[Start Input records]

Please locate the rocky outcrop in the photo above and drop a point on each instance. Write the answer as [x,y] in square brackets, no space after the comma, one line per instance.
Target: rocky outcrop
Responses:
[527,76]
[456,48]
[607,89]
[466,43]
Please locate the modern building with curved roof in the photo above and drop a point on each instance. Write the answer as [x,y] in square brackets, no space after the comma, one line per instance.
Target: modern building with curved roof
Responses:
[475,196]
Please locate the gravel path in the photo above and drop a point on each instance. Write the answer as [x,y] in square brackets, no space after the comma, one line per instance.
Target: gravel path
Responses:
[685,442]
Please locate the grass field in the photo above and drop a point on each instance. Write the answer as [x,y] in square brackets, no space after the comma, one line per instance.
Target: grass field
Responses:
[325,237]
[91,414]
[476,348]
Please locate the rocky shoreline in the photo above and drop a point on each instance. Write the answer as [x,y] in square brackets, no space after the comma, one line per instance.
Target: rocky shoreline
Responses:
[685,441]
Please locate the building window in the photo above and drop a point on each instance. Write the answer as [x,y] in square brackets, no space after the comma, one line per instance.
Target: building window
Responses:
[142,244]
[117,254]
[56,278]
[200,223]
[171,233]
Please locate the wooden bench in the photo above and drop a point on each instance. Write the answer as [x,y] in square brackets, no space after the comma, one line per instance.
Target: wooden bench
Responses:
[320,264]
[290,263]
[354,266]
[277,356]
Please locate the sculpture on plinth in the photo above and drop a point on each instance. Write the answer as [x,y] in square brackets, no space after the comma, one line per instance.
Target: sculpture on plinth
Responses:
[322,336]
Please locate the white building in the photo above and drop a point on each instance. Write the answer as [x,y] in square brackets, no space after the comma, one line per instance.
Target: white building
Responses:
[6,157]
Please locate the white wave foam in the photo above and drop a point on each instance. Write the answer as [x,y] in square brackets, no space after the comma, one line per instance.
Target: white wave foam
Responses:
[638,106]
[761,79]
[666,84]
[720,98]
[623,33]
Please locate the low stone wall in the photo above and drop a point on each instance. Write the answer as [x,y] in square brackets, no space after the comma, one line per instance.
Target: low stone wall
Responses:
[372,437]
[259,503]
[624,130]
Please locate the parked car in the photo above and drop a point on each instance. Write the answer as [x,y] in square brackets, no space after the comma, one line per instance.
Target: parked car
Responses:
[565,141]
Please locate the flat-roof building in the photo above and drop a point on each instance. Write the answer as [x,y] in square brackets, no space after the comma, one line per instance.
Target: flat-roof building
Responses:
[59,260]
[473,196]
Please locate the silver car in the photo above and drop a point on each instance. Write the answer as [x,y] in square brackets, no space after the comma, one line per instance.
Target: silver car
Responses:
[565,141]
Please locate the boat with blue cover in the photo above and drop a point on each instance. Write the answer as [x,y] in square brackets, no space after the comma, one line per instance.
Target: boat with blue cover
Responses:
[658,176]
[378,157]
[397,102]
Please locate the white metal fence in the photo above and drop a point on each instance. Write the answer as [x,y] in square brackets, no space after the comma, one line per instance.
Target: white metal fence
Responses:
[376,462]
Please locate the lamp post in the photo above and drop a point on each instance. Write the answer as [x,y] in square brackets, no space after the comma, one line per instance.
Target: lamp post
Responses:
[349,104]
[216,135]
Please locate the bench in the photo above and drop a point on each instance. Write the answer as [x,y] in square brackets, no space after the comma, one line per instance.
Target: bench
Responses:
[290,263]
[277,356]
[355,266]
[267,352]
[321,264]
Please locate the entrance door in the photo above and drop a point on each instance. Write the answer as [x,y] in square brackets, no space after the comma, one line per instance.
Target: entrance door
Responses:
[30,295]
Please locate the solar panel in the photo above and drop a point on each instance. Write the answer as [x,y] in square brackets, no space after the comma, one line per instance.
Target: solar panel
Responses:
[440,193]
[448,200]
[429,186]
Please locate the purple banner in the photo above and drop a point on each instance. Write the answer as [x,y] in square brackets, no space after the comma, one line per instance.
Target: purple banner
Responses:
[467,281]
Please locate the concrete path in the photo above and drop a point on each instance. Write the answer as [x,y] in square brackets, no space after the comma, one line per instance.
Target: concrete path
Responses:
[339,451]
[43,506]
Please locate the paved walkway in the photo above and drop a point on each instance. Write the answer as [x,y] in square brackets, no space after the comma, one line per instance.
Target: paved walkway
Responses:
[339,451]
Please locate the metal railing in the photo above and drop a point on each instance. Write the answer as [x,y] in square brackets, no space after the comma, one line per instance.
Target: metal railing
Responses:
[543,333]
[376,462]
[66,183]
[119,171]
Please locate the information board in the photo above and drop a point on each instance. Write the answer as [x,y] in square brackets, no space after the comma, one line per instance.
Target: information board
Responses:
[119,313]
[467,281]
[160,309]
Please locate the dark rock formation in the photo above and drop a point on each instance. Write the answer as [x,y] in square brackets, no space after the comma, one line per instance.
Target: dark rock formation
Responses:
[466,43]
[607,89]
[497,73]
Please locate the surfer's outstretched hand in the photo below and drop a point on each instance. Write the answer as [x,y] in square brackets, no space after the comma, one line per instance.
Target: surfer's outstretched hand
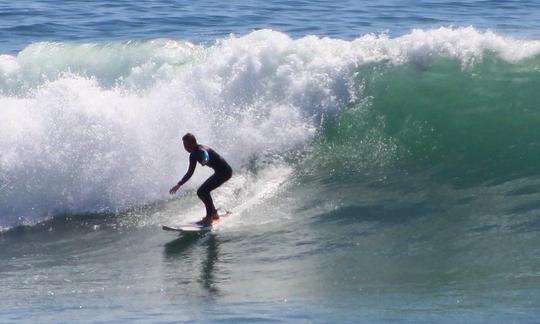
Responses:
[174,189]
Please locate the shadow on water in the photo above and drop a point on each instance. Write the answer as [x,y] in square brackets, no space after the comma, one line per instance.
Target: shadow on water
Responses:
[184,246]
[180,245]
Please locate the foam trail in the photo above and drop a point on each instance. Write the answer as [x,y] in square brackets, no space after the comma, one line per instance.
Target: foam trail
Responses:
[96,127]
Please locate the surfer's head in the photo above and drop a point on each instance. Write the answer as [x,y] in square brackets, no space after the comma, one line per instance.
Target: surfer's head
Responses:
[190,142]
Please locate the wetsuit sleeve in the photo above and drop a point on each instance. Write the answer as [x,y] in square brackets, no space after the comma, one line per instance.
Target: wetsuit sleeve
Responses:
[191,169]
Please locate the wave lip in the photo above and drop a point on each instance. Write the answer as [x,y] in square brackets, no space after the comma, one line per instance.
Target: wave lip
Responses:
[93,127]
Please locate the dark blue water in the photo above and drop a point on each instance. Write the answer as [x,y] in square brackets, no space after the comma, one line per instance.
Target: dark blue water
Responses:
[385,177]
[25,22]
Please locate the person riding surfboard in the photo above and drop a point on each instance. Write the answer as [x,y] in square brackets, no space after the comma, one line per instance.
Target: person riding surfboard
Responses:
[206,156]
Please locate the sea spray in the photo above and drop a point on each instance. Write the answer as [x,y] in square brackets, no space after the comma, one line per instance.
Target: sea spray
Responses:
[96,127]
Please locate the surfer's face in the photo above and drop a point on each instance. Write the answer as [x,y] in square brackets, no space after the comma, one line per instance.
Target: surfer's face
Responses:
[189,145]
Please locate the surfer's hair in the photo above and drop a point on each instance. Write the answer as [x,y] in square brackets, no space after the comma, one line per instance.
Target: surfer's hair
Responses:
[189,138]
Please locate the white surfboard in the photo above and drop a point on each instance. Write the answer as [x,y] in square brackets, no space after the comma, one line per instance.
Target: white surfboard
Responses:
[193,227]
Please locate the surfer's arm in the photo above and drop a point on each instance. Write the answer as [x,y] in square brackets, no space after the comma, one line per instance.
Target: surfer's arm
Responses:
[191,169]
[187,176]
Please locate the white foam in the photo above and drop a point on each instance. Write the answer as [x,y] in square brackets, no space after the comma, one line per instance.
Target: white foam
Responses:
[90,127]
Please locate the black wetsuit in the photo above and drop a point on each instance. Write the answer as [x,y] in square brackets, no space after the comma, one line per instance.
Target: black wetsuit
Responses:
[222,173]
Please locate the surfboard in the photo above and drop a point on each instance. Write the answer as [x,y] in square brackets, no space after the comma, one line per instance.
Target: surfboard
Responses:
[193,227]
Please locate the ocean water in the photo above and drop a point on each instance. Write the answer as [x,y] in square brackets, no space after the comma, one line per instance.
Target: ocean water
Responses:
[386,158]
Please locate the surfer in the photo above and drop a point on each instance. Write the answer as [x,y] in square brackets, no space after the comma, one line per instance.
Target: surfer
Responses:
[222,172]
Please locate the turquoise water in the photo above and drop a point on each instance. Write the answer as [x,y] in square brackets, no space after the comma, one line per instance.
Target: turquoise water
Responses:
[386,157]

[End Input records]

_Your goal:_ Repeat only the lines from the one holding "Please locate the surfboard" through the last line of the data.

_Task answer:_
Please locate the surfboard in the photo above and drop a point on each instance. Write the answer as [x,y] in square brackets, no space after the comma, one line per instance.
Target: surfboard
Responses:
[193,227]
Please locate the ocean water in the photo above and drop a point on each instance. Write the answer as [x,y] in square brackets, no space after the comma, one line per instance.
Target: ocean water
Responses:
[386,158]
Please locate the surfer in the photo above and drop a point on each instance. Write the answer as [x,y] in square brackets, no space after the comma, one line per instance.
Target: surfer
Responses:
[222,172]
Please locate the turquoise water in the photo above and drop a point on each instance. Write the answer as [x,y] in square brackets, no space after the comma, one line per instance.
Target: turquoise water
Responses:
[386,157]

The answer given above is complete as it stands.